*Set exercise*: List every line of the rows below that contains the word "tarp". Case counts.

(Records excerpted from a collection)
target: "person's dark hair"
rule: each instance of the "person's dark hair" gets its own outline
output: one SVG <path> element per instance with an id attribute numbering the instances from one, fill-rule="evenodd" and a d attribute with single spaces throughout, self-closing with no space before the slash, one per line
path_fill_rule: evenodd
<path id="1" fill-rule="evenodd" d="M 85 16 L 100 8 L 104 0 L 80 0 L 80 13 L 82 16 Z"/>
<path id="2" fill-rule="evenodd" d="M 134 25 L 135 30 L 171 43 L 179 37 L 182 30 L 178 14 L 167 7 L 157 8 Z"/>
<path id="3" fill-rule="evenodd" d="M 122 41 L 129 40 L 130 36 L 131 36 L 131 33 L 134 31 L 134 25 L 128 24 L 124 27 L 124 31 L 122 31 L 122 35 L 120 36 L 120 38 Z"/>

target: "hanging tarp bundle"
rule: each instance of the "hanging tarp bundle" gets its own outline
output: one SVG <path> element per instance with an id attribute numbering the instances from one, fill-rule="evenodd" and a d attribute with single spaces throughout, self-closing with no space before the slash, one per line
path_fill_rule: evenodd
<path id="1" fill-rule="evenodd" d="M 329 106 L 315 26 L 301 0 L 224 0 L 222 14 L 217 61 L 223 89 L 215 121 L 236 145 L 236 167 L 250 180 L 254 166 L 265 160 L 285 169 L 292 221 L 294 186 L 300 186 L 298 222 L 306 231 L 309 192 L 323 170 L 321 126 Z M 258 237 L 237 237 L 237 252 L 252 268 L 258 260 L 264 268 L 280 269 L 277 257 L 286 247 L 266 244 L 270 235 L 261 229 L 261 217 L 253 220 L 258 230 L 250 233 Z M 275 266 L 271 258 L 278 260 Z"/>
* * *
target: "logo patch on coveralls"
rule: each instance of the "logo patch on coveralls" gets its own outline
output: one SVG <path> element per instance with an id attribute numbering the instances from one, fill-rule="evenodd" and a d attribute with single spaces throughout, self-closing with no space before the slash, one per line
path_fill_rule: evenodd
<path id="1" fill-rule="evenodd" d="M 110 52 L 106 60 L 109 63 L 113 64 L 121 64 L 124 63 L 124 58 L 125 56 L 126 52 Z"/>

*Exercise answer*:
target: "hanging tarp bundle"
rule: each instance of the "hanging tarp bundle" gets its own outline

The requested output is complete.